Ваше задание: Допишите отрывок о Екатерингофе и Триумфальных воротах, продолжив его сразу после последнего предложения.

Текст для чтения:
▬▬▬

Владимир Ходанович
Екатерингоф. От императорской резиденции до рабочей окраины

Краткое предисловие

   «При выезде из Екатерингофа на большую дорогу, первым предметом является глазам вашим триумфальная арка, воздвигнутая, по плану знаменитаго Гваренги, в 1814 году», – писал отправлявшийся путешествовать по Ревельском тракту четырнадцать лет спустя издатель «Отечественных записок»[1].
   Эти ворота, до их слома, считались границей Екатерингофа. Поэтому с рассказа об их возведении и начинается книга.
   Другая причина начать повествование именно с этих ворот в следующем.
   Если взять из специально написанного о постройке и судьбе Триумфальных ворот на Петергофской дороге 1814 г.[2] «основные положения» статей авторов и свести воедино, то получится текст примерно следующего содержания.

▬▬▬

Извлечённые записи:
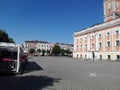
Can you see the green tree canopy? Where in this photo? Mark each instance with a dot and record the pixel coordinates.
(43, 52)
(56, 50)
(38, 50)
(32, 50)
(4, 37)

▬▬▬

Ответ на задание:
   Для возведения временных триумфальных ворот в столице привлекли архитекторов Стасова и Кваренги и из двух предложенных проектов выбрали более простой для реализации в короткие срокиКваренги, который впервые проектировал триумфальные арки. За один месяц в ста метрах от берега Таракановки возвели ворота, увенчанные колесницей Славы-Победы. Аттик ворот украшали 12 статуй Гениев славы, на высоких пьедесталах стояли 8 фигур воинов в плащах и шлемах. По обеим сторонам арки построили 4 просторные трибуны для зрителей и оркестров. Однако 7 июля Александр I, опасаясь народных манифестаций, прислал генералу Вязмитинову рескрипт, запрещавший устройство любых торжественных встреч и приемов. Гвардейские войска в 1814 г. торжественно проходили через ворота четыре раза. Через десять лет ворота обветшали и стали представлять угрозу для пешеходов и транспорта. Поэтому их должны были разобрать.
 
   Как читатель увидит из предлагаемой книги, все, кроме последнего предложения, действительности не соответствует.
   К концу первого десятилетия XIX в. территории ныне существующего парка «Екатерингоф» и вокруг него по правому берегу Таракановки входили в 3-й квартал Нарвской части, по левому берегу реки – в Софийский (позднее – Царскосельский) уезд Петербургской губернии.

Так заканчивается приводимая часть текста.